_Required tasks:_
A. Using the article on a near-term market correction, decide whether each statement agrees with it: (i) the hedge fund's head of research was up more than 50% in 2010; (ii) Medicare tax receipts have been rising recently; (iii) low-beta stocks are currently outperforming high-beta stocks. For each, answer yes or no and quote the words of the article that decide it.
B. Reproduce everything in the article on a near-term market correction from "The first one" down to "Procter & Gamble (PG).", without changing a word.

_Exercise text:_
____________

Why Popular Sentiment Could Be Right, a Correction Could Be Near
One hedge fund manager is rather convincing, predicting a near term pullback at the end of this week that could bring declines of 10% or more.
So many stock market pundits have noticed the bullish turn in popular sentiment and forecast a pullback as a result, it's tempting to think a correction won't happen near term -- just because too many of the "experts" expect it.
After all, it's hard to read a market website or blog now without seeing some stock commentator predicting a reversal because of the bullish tone in the Investors Intelligence Bull/Bear Ratio, or the American Association of Individual Investors Bull Ratio.
But if you're a natural market contrarian like me, it's important to avoid falling into the trap of thinking consensus (in this case, among commentators) is always wrong. Sometimes the market pundits are right, even when so many of them are all predicting the same thing. Right now, a couple of behind-the-scenes sentiment indicators are suggesting that's the case.
The head of research at a major hedge fund, who had a great 2010, up more than 50%, just moved a lot of his portfolio to cash -- ahead of what he believes will be a significant pullback starting January 7.
Here's the rationale.
First, he tracks Medicare tax payments as a predictor of what upcoming employment reports will bring. Here, the news is not good. Because while many investors are focused on the fact that overall tax receipts are up 7% year over year for 2010, which seems bullish, Medicare receipts have been in decline of late. This suggests the employment report due out this Friday could show unexpected weakness.
On top of this, two other sentiment measures now show the kind of excessive bullishness they signaled last spring, right before the significant market correction that began at the end of April. This combo now points to possible downside ahead, once again.
The first one measures the percentage of companies getting upward earnings estimate revisions. This number is at or near peak levels, which means two things. First, it's going to be tough for the percentage of companies getting upward numbers bumps to go too much higher. Second, high expectations are built into stock prices, because investors still rely on Wall Street analysts' earnings expectations so much.
The second sentiment indicator tracks the performance of high-beta stocks against low-beta stocks. High beta stocks, of course, represent economically sensitive names like chip makers or basic materials stocks. They generally sell the kinds of things for which demand increases sharply when the economy is improving. Low-beta stocks are the steady-Eddie defensive names that sell consumer staples, like Procter & Gamble (PG).
Right now, high-beta stocks are outperforming low-beta stocks by one of the widest margins in a while. This tells us that investors are pricing in very high expectations for the economy, which is no surprise. Ever since Goldman Sachs (GS) economists lead the way in upping their economic forecasts several weeks ago, analysts, investors, and other economists have followed suit, baking in higher expectations to models and stock prices.
But here's the rub. When these two signals hit near-peak levels simultaneously, thereby confirming each other, the market can have a propensity and sell off. They both peaked last spring, right before the major correction that started at the end of April. Now, the catalyst for the sell-off may well be the Friday employment report. That date as the start of a sell-off is also supported by other technical analysis used by this hedge fund analyst.

____________

_Dataset:_
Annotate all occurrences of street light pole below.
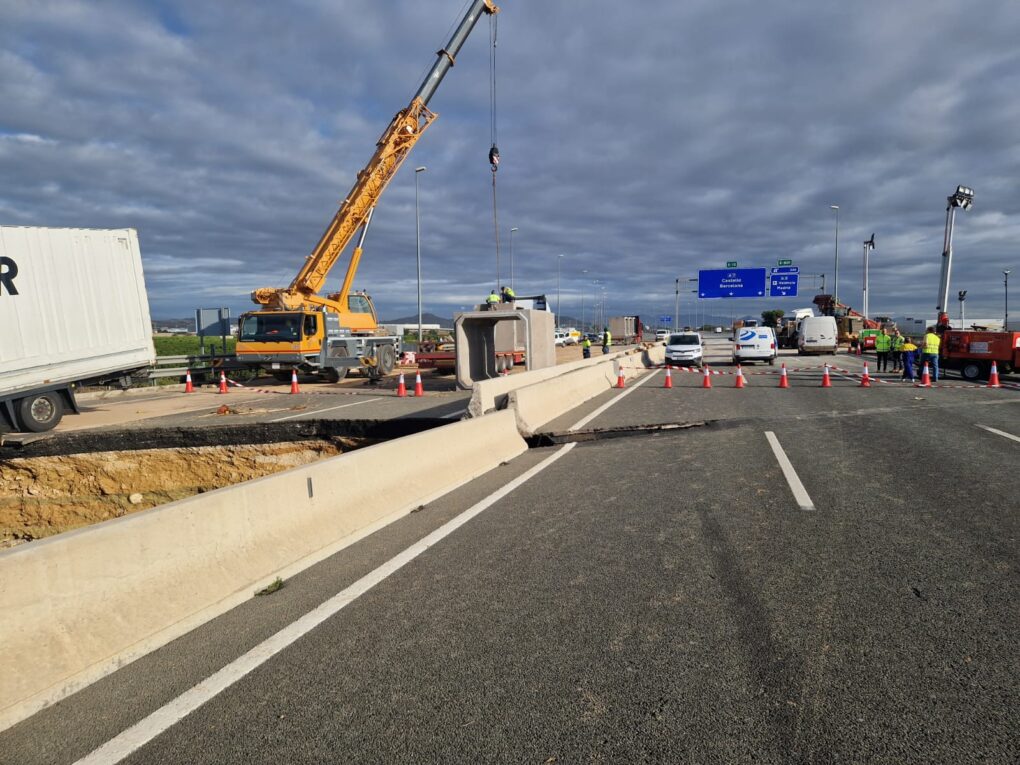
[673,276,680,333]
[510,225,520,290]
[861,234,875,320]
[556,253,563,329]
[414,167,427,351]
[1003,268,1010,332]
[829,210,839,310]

____________

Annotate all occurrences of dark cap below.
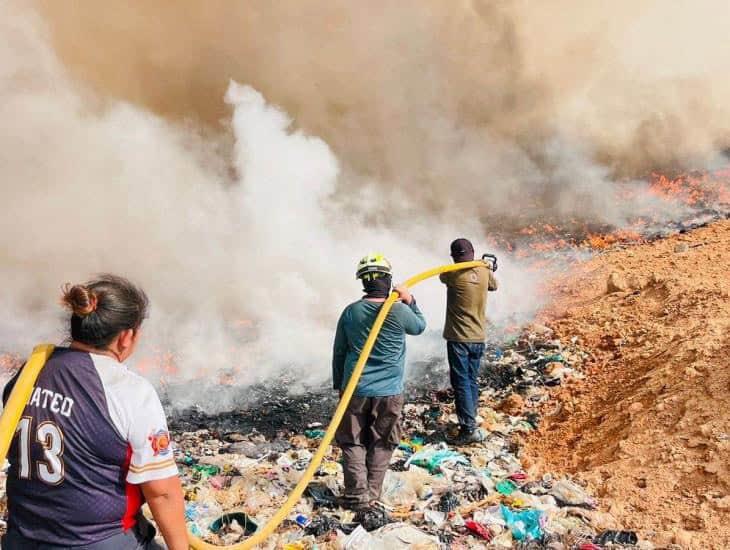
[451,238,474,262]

____________

_Your written answers:_
A.
(i) Yes: "who had a great 2010, up more than 50%"
(ii) No: "Medicare receipts have been in decline of late"
(iii) No: "high-beta stocks are outperforming low-beta stocks by one of the widest margins in a while"

B.
The first one measures the percentage of companies getting upward earnings estimate revisions. This number is at or near peak levels, which means two things. First, it's going to be tough for the percentage of companies getting upward numbers bumps to go too much higher. Second, high expectations are built into stock prices, because investors still rely on Wall Street analysts' earnings expectations so much.
The second sentiment indicator tracks the performance of high-beta stocks against low-beta stocks. High beta stocks, of course, represent economically sensitive names like chip makers or basic materials stocks. They generally sell the kinds of things for which demand increases sharply when the economy is improving. Low-beta stocks are the steady-Eddie defensive names that sell consumer staples, like Procter & Gamble (PG).